* _Your goal_: Find the line containing "of the second" in the data below and repeat it, along with all later lines, exactly through the last one.
(Supplied data)
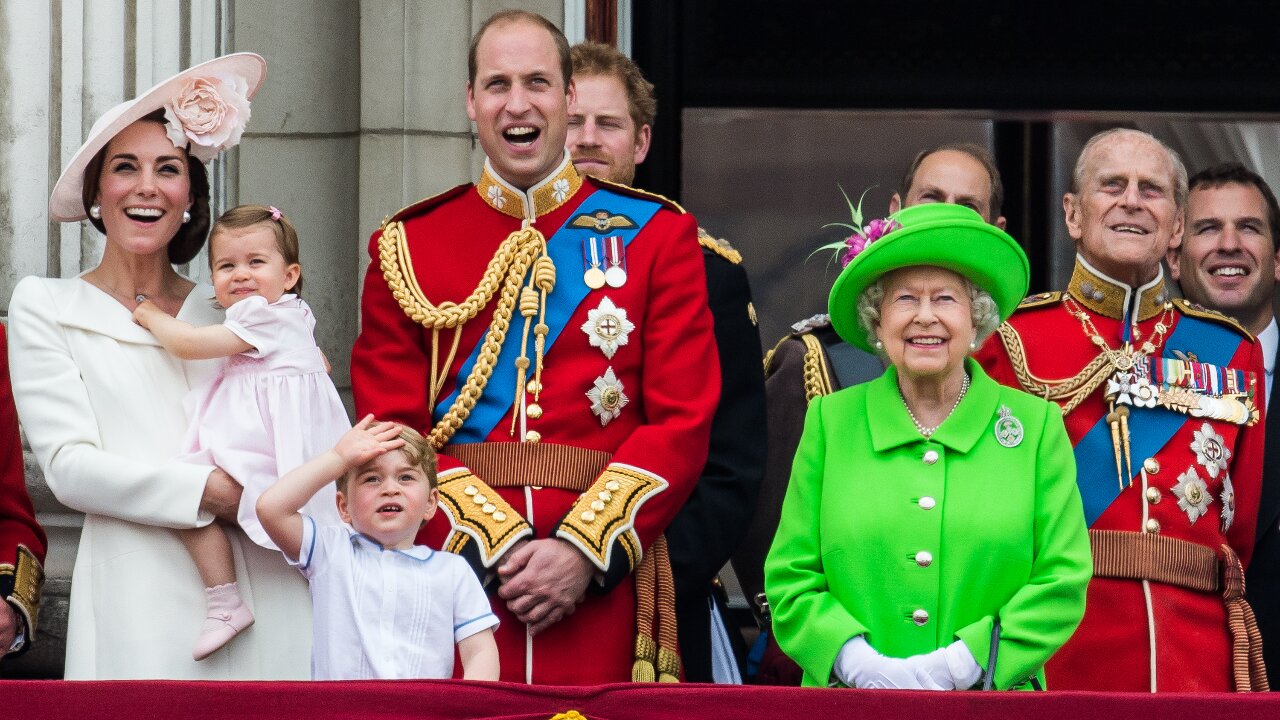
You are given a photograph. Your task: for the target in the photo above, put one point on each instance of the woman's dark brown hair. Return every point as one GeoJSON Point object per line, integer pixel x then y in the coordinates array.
{"type": "Point", "coordinates": [191, 236]}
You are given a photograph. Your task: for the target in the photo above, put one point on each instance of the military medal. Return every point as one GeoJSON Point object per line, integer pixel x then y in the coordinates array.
{"type": "Point", "coordinates": [607, 397]}
{"type": "Point", "coordinates": [607, 327]}
{"type": "Point", "coordinates": [615, 253]}
{"type": "Point", "coordinates": [1009, 429]}
{"type": "Point", "coordinates": [592, 274]}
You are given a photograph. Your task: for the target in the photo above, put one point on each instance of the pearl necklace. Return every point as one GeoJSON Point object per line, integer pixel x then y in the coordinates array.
{"type": "Point", "coordinates": [928, 432]}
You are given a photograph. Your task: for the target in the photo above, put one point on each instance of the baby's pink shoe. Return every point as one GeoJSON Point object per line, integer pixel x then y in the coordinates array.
{"type": "Point", "coordinates": [227, 616]}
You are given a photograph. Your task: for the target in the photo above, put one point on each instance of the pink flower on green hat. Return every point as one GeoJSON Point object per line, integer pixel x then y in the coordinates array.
{"type": "Point", "coordinates": [208, 115]}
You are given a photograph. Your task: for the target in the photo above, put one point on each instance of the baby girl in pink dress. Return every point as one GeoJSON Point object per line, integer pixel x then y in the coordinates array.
{"type": "Point", "coordinates": [270, 409]}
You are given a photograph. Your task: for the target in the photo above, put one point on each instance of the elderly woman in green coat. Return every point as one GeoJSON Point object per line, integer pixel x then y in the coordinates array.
{"type": "Point", "coordinates": [932, 532]}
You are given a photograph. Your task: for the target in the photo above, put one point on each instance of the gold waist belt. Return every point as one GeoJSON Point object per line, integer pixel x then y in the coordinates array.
{"type": "Point", "coordinates": [543, 464]}
{"type": "Point", "coordinates": [1141, 556]}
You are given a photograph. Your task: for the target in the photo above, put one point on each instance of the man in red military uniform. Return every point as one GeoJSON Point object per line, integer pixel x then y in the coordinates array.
{"type": "Point", "coordinates": [22, 540]}
{"type": "Point", "coordinates": [1164, 404]}
{"type": "Point", "coordinates": [549, 332]}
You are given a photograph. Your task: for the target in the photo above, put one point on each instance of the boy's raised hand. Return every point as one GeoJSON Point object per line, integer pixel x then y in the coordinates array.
{"type": "Point", "coordinates": [368, 440]}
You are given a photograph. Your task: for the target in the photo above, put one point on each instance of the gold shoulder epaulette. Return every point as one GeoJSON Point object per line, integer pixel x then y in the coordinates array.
{"type": "Point", "coordinates": [426, 204]}
{"type": "Point", "coordinates": [1040, 299]}
{"type": "Point", "coordinates": [720, 246]}
{"type": "Point", "coordinates": [636, 192]}
{"type": "Point", "coordinates": [1198, 310]}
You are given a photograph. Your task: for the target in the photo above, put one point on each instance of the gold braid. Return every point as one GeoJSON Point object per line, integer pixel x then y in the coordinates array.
{"type": "Point", "coordinates": [506, 269]}
{"type": "Point", "coordinates": [1072, 390]}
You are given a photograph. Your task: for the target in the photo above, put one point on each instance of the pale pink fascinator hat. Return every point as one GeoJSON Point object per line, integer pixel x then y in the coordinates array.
{"type": "Point", "coordinates": [205, 108]}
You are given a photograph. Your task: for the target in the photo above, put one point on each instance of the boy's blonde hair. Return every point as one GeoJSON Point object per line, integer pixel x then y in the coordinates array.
{"type": "Point", "coordinates": [416, 449]}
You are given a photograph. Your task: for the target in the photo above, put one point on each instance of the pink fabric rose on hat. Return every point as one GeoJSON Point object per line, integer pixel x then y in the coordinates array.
{"type": "Point", "coordinates": [208, 115]}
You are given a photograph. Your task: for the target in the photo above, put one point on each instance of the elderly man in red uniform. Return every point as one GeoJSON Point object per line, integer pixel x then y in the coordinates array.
{"type": "Point", "coordinates": [22, 540]}
{"type": "Point", "coordinates": [551, 335]}
{"type": "Point", "coordinates": [1164, 402]}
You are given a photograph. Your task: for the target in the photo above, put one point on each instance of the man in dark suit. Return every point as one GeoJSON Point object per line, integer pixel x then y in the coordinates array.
{"type": "Point", "coordinates": [609, 128]}
{"type": "Point", "coordinates": [1229, 261]}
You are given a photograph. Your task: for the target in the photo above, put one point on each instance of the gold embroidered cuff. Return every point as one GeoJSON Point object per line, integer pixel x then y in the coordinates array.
{"type": "Point", "coordinates": [479, 514]}
{"type": "Point", "coordinates": [22, 584]}
{"type": "Point", "coordinates": [606, 514]}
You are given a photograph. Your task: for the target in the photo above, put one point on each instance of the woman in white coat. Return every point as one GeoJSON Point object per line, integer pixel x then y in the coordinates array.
{"type": "Point", "coordinates": [101, 400]}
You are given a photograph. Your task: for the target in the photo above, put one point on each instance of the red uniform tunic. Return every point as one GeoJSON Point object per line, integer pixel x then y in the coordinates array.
{"type": "Point", "coordinates": [654, 443]}
{"type": "Point", "coordinates": [22, 540]}
{"type": "Point", "coordinates": [1146, 634]}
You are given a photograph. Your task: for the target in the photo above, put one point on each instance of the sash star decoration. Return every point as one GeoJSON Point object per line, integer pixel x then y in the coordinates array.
{"type": "Point", "coordinates": [607, 397]}
{"type": "Point", "coordinates": [1210, 450]}
{"type": "Point", "coordinates": [1193, 495]}
{"type": "Point", "coordinates": [607, 327]}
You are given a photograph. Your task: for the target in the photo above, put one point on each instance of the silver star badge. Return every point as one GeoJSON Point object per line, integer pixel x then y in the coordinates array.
{"type": "Point", "coordinates": [1228, 504]}
{"type": "Point", "coordinates": [607, 327]}
{"type": "Point", "coordinates": [607, 397]}
{"type": "Point", "coordinates": [1193, 495]}
{"type": "Point", "coordinates": [1210, 450]}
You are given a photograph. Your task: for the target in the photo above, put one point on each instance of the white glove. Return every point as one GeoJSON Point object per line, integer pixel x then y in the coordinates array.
{"type": "Point", "coordinates": [858, 665]}
{"type": "Point", "coordinates": [946, 669]}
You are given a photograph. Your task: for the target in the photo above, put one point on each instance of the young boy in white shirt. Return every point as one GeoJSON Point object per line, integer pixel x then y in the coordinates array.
{"type": "Point", "coordinates": [382, 606]}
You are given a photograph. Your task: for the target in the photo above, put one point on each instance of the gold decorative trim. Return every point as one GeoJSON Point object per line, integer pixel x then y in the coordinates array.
{"type": "Point", "coordinates": [817, 376]}
{"type": "Point", "coordinates": [1040, 300]}
{"type": "Point", "coordinates": [1212, 315]}
{"type": "Point", "coordinates": [542, 464]}
{"type": "Point", "coordinates": [522, 253]}
{"type": "Point", "coordinates": [607, 511]}
{"type": "Point", "coordinates": [549, 194]}
{"type": "Point", "coordinates": [476, 511]}
{"type": "Point", "coordinates": [22, 586]}
{"type": "Point", "coordinates": [720, 246]}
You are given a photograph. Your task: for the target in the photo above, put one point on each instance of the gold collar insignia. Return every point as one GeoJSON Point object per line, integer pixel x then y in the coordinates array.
{"type": "Point", "coordinates": [549, 194]}
{"type": "Point", "coordinates": [1110, 297]}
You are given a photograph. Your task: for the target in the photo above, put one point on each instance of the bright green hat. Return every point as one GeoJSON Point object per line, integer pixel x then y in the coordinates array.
{"type": "Point", "coordinates": [940, 235]}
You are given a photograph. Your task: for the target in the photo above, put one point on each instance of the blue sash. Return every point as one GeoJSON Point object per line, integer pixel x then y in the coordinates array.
{"type": "Point", "coordinates": [566, 251]}
{"type": "Point", "coordinates": [1150, 428]}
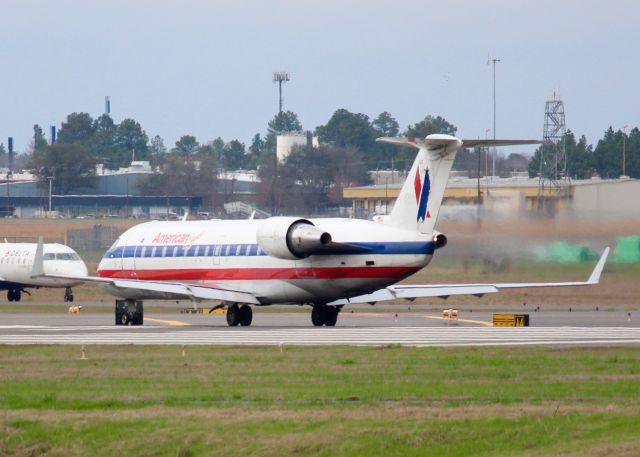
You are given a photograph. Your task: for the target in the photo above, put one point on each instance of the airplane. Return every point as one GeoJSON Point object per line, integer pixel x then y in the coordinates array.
{"type": "Point", "coordinates": [326, 263]}
{"type": "Point", "coordinates": [16, 264]}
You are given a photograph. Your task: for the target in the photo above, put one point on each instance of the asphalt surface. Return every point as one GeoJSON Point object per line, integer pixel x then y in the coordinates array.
{"type": "Point", "coordinates": [420, 326]}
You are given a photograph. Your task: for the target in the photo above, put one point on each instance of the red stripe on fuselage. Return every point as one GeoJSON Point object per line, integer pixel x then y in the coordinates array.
{"type": "Point", "coordinates": [238, 274]}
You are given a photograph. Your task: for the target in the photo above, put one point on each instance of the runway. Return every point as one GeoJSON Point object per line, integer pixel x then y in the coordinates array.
{"type": "Point", "coordinates": [364, 336]}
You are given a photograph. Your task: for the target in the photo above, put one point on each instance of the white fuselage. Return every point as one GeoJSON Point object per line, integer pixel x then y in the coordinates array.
{"type": "Point", "coordinates": [226, 254]}
{"type": "Point", "coordinates": [16, 265]}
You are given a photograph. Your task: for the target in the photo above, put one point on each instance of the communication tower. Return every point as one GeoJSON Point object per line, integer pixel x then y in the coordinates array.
{"type": "Point", "coordinates": [280, 77]}
{"type": "Point", "coordinates": [553, 158]}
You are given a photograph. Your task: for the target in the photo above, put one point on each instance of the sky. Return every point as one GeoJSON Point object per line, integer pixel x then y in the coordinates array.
{"type": "Point", "coordinates": [204, 67]}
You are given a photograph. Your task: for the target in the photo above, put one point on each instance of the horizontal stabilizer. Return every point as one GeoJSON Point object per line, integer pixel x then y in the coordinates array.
{"type": "Point", "coordinates": [435, 141]}
{"type": "Point", "coordinates": [487, 143]}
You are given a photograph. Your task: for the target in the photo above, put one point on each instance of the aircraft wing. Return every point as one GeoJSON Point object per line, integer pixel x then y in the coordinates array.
{"type": "Point", "coordinates": [175, 290]}
{"type": "Point", "coordinates": [446, 290]}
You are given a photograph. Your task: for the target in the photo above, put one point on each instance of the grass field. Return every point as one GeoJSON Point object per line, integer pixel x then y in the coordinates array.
{"type": "Point", "coordinates": [351, 401]}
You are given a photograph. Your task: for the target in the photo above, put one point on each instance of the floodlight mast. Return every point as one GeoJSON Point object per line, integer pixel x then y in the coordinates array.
{"type": "Point", "coordinates": [493, 155]}
{"type": "Point", "coordinates": [280, 77]}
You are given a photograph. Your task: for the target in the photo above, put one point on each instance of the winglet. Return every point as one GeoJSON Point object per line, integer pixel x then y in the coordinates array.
{"type": "Point", "coordinates": [597, 271]}
{"type": "Point", "coordinates": [38, 261]}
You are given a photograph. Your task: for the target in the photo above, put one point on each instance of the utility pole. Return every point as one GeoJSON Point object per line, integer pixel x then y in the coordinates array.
{"type": "Point", "coordinates": [493, 158]}
{"type": "Point", "coordinates": [50, 188]}
{"type": "Point", "coordinates": [279, 78]}
{"type": "Point", "coordinates": [624, 147]}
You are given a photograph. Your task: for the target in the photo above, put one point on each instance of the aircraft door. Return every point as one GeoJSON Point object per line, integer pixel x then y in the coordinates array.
{"type": "Point", "coordinates": [218, 250]}
{"type": "Point", "coordinates": [305, 269]}
{"type": "Point", "coordinates": [129, 254]}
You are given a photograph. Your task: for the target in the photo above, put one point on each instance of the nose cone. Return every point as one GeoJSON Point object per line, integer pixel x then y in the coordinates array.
{"type": "Point", "coordinates": [76, 268]}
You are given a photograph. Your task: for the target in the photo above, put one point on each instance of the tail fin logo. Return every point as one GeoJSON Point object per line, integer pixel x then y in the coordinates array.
{"type": "Point", "coordinates": [422, 188]}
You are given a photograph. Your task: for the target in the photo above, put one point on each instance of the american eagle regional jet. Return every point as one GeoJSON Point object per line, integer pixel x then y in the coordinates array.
{"type": "Point", "coordinates": [16, 266]}
{"type": "Point", "coordinates": [325, 263]}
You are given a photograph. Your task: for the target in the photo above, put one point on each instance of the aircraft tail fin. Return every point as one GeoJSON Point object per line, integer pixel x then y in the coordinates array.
{"type": "Point", "coordinates": [420, 198]}
{"type": "Point", "coordinates": [421, 195]}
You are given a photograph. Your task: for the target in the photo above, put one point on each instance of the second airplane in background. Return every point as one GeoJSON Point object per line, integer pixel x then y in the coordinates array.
{"type": "Point", "coordinates": [16, 268]}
(End Supplied data)
* _Result of the task_:
You are given a photograph. Your task: for the target in the photo above, put one point on each instance of the second airplane in background. Return every point as one GeoJSON Point object per line, integer pixel x then y in the coordinates array.
{"type": "Point", "coordinates": [16, 268]}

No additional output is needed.